# [OBJECTIVE]
Would you write out the entries below, every one of them, exactly?
————
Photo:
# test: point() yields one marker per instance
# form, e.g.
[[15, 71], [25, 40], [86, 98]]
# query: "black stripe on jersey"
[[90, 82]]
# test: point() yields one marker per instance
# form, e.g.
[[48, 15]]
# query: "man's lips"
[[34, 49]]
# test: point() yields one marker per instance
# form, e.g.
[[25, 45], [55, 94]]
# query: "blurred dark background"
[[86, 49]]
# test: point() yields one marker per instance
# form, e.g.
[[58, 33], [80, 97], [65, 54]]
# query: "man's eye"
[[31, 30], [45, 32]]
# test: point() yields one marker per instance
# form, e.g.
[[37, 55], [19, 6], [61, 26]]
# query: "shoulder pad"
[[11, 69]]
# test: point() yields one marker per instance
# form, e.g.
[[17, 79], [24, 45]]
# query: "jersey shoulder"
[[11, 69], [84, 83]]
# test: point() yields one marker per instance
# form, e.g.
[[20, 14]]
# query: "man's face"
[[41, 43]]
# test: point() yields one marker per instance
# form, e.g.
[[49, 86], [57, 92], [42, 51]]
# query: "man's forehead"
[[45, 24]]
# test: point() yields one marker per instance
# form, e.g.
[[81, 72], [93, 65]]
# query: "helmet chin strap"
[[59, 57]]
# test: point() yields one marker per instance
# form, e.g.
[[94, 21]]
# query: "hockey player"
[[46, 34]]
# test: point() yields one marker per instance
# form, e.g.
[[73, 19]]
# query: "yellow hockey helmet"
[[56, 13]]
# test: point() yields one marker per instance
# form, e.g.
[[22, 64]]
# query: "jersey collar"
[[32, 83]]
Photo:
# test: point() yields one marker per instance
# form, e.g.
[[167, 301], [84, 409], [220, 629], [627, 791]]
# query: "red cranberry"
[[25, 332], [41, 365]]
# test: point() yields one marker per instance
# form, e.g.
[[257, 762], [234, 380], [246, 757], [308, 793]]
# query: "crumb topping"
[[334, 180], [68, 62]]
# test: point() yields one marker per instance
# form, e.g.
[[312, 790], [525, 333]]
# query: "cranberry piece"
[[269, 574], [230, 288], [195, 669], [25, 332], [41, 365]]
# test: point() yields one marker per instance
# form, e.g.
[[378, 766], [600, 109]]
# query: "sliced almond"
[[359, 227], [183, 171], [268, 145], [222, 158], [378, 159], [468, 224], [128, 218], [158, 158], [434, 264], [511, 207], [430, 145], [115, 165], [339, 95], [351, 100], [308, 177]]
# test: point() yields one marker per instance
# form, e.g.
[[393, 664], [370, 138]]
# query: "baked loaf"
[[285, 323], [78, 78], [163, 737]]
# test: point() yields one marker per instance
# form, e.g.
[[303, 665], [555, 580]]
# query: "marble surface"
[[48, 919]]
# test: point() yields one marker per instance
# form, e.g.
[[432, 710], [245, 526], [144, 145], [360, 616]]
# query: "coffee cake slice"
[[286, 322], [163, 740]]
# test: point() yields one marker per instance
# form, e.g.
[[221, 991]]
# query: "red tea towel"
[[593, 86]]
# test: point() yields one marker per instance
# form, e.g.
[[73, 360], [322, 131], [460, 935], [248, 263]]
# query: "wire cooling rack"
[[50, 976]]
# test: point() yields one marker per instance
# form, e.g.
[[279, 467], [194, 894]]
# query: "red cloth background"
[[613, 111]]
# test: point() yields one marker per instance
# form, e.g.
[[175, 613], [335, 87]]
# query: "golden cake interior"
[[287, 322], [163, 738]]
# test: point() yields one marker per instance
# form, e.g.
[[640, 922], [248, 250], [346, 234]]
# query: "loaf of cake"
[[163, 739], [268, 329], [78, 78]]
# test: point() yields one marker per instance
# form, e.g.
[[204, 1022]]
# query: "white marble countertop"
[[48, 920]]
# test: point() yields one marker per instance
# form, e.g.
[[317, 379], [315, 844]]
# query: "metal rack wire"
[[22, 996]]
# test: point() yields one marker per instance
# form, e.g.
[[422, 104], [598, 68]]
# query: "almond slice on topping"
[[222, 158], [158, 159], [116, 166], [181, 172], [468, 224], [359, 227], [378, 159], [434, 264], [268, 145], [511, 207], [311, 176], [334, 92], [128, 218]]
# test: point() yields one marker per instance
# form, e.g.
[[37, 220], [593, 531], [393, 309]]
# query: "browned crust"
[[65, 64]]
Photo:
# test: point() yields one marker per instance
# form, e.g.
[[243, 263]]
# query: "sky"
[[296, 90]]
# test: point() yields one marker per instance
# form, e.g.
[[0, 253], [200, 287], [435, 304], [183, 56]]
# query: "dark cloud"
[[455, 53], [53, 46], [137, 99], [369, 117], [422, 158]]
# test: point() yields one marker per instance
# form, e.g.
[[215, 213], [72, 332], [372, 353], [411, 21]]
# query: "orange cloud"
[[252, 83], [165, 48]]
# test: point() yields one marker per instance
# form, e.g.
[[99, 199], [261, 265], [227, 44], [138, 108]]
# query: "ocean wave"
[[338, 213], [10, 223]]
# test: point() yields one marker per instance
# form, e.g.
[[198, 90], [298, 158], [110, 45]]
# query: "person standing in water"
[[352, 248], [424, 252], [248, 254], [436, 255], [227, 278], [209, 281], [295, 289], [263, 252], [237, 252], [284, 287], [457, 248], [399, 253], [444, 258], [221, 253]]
————
# [COMPLETE RESPONSE]
Photo:
# test: point() yields one marker per instance
# form, e.g.
[[15, 71], [25, 40], [86, 98]]
# query: "black stripe on jersey"
[[90, 82]]
# test: point() yields one marker per instance
# form, e.g.
[[48, 15]]
# query: "man's lips"
[[34, 49]]
# test: point() yields one marker per instance
# form, e.g.
[[25, 45], [55, 94]]
# query: "blurred dark background"
[[86, 49]]
# test: point() yields one marker per instance
# form, e.g.
[[58, 33], [80, 97], [65, 54]]
# query: "man's eye"
[[31, 30], [45, 32]]
# test: point() yields one marker per instance
# form, e.g.
[[37, 55], [19, 6], [61, 26]]
# query: "shoulder pad"
[[11, 69]]
# test: point() yields one marker per instance
# form, e.g.
[[17, 79], [24, 45]]
# query: "jersey shoulder"
[[11, 69], [84, 83]]
# test: point() yields one marker per instance
# form, e.g.
[[20, 14]]
# query: "man's face"
[[41, 43]]
# test: point() yields one marker per instance
# form, e.g.
[[49, 86], [57, 92], [42, 51]]
# query: "man's forehead"
[[45, 24]]
# test: point() yields one marker per instance
# form, e.g.
[[81, 72], [93, 65]]
# query: "helmet chin strap"
[[59, 57]]
# test: point() yields one marker per instance
# form, e.g.
[[94, 21]]
# query: "hockey player"
[[46, 34]]
# test: point() yields one marker per instance
# form, e.g.
[[73, 19]]
# query: "yellow hockey helmet"
[[56, 13]]
# test: point() yields one marker per instance
# form, e.g.
[[22, 64]]
# query: "jersey collar"
[[32, 83]]
Photo:
# test: point() yields one marker per instance
# form, e.g.
[[167, 301], [84, 409], [220, 629], [627, 791]]
# query: "red cranberry"
[[25, 332], [41, 365]]
# test: point() yields one marker per instance
# form, e.g.
[[257, 762], [234, 380], [246, 757], [308, 793]]
# query: "crumb topping"
[[334, 180], [68, 62]]
# test: point() yields one marker per instance
# form, e.g.
[[312, 790], [525, 333]]
# query: "cranberry piece"
[[269, 574], [230, 288], [195, 669], [25, 332], [41, 365]]
# test: point() yields one marker per instance
# form, e.g.
[[378, 766], [600, 109]]
# query: "sliced almond"
[[359, 227], [183, 171], [268, 145], [222, 158], [378, 159], [468, 224], [128, 218], [158, 158], [434, 264], [511, 207], [430, 145], [115, 165], [339, 95], [351, 100], [308, 177]]
# test: point() yields one marker per instance
# form, e.g.
[[393, 664], [370, 138]]
# query: "baked loaf"
[[285, 323], [78, 78], [163, 737]]
# test: point() yields one marker per instance
# form, e.g.
[[303, 665], [555, 580]]
# query: "marble surface"
[[48, 919]]
# test: point() yields one marker per instance
# form, e.g.
[[432, 710], [245, 526], [144, 145], [360, 616]]
# query: "coffee cake slice"
[[286, 322], [163, 740]]
# test: point() yields one marker per instance
# form, e.g.
[[221, 991]]
# query: "red tea towel"
[[593, 86]]
# test: point() yields one marker per instance
# form, e.g.
[[73, 360], [322, 131], [460, 935], [248, 263]]
# query: "wire cooling rack"
[[50, 976]]
# test: point() yields one marker per instance
# form, e.g.
[[279, 467], [194, 894]]
# query: "red cloth background"
[[613, 111]]
# test: point() yields one marker per instance
# form, e.g.
[[175, 613], [335, 87]]
# query: "golden cake interior"
[[287, 322], [163, 738]]
# test: point() yields one marker per instance
# form, e.g.
[[640, 922], [248, 250], [346, 234]]
# query: "loaf of cake"
[[163, 739], [268, 329], [78, 78]]
# test: point() yields one marker per instance
# form, e.g.
[[204, 1022]]
# query: "white marble countertop"
[[48, 920]]
# test: point() yields one marker per instance
# form, e.g.
[[317, 379], [315, 844]]
# query: "metal rack wire"
[[22, 996]]
# test: point() yields one marker per instance
# form, e.g.
[[422, 104], [598, 68]]
# query: "almond slice on topping"
[[222, 158], [158, 159], [116, 166], [181, 172], [468, 224], [359, 227], [378, 159], [434, 264], [268, 145], [511, 207], [311, 176], [334, 92], [128, 218]]
# test: point() yields one marker per instance
# form, e.g.
[[37, 220], [593, 531], [393, 309]]
# query: "browned crust"
[[65, 64]]
Photo:
# test: point() yields one marker per instance
# form, e.g.
[[243, 263]]
# query: "sky"
[[296, 90]]
# test: point() yields one marker per instance
# form, e.g.
[[0, 253], [200, 287], [435, 304], [183, 56]]
# query: "dark cloud"
[[455, 53], [53, 46], [137, 99], [369, 117], [422, 158]]
# test: point() yields one marker per instance
# form, e.g.
[[215, 213], [72, 332], [372, 353], [411, 21]]
# query: "orange cloud"
[[252, 83], [165, 48]]
# test: point() yields one marker per instance
# form, e.g.
[[99, 199], [261, 265], [227, 44], [138, 108]]
# query: "ocean wave"
[[338, 213], [10, 223]]
# test: point() yields one marker per instance
# form, e.g.
[[198, 90], [298, 158], [110, 45]]
# query: "person standing in water"
[[352, 248], [424, 252], [248, 254], [436, 255], [227, 278], [209, 281], [295, 289], [263, 252], [237, 252], [284, 287], [457, 248], [399, 253], [444, 258], [221, 253]]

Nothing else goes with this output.